◆ Material supplied:
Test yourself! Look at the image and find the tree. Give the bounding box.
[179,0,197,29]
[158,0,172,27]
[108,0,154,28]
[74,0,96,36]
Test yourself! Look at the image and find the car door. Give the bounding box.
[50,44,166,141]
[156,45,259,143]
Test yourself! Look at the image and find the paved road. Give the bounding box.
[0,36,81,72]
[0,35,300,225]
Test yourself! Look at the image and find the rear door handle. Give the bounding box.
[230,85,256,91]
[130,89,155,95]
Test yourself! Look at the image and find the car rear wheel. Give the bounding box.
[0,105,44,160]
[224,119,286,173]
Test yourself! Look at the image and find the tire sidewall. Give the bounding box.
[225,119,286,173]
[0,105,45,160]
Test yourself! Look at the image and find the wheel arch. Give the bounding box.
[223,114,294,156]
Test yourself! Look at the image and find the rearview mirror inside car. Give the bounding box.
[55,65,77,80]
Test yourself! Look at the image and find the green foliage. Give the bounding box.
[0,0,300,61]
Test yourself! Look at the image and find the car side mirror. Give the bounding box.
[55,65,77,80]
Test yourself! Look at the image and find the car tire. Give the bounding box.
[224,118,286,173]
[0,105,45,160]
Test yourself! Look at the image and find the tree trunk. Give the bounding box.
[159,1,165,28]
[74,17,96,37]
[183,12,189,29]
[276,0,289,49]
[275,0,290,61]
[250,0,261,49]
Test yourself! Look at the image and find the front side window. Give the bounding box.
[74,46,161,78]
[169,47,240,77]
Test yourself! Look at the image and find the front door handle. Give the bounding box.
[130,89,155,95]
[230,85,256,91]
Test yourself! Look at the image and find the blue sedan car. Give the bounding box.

◆ Set problem: Write out all of the material above again, swapping "Give the bounding box" for "Mark its bounding box" everywhere it appears and leaving everything else unchanged.

◆ Solution:
Test yourself! Look at the image and find the tree. Mark its bounding box.
[179,0,197,29]
[158,0,172,27]
[108,0,154,28]
[74,0,96,36]
Test yourself! Look at the image and find the car door. Mark its bounding box.
[50,44,166,141]
[156,45,259,143]
Test yourself! Look at the image and find the paved road. Mark its bounding box.
[0,36,81,72]
[0,35,300,225]
Test yourself! Look at the image and find the rear door handle. Mark its bounding box.
[230,85,256,91]
[130,89,155,95]
Test yourself! Look at the image and find the car rear wheel. Mark its bounding box.
[0,105,44,160]
[224,119,286,173]
Test yourself! Look at the image and find the tire sidewall. Mark its bounding box.
[225,119,286,173]
[0,105,45,160]
Test yourself! Look at the image and find the wheel arch. Mark its bounding box.
[223,114,294,156]
Test yourself! Look at the image and find the rearview mirror inside car. Mark its bounding box.
[55,65,77,80]
Test yourself! Look at the image and find the green foliage. Mark its bounding box.
[0,0,300,61]
Test yourself! Look at the image and find the car side mirror. Mark its bounding box.
[55,65,77,80]
Test yourself! Look at the image and find the car tire. Mark its bounding box.
[224,118,286,173]
[0,105,45,160]
Test yourself! Look at the image and find the tree trunk. Mark its bounding box.
[159,1,165,28]
[74,17,96,37]
[183,12,189,29]
[276,0,289,49]
[275,0,290,61]
[250,0,261,49]
Test yourself! Look at the image and find the front side window. Mark its bounding box.
[74,46,161,78]
[169,47,240,77]
Test yourself! Look at the image and find the front door handle. Mark its bounding box.
[130,89,155,95]
[230,85,256,91]
Test yourself! Look at the image and find the blue sedan car. Mark its bounding box.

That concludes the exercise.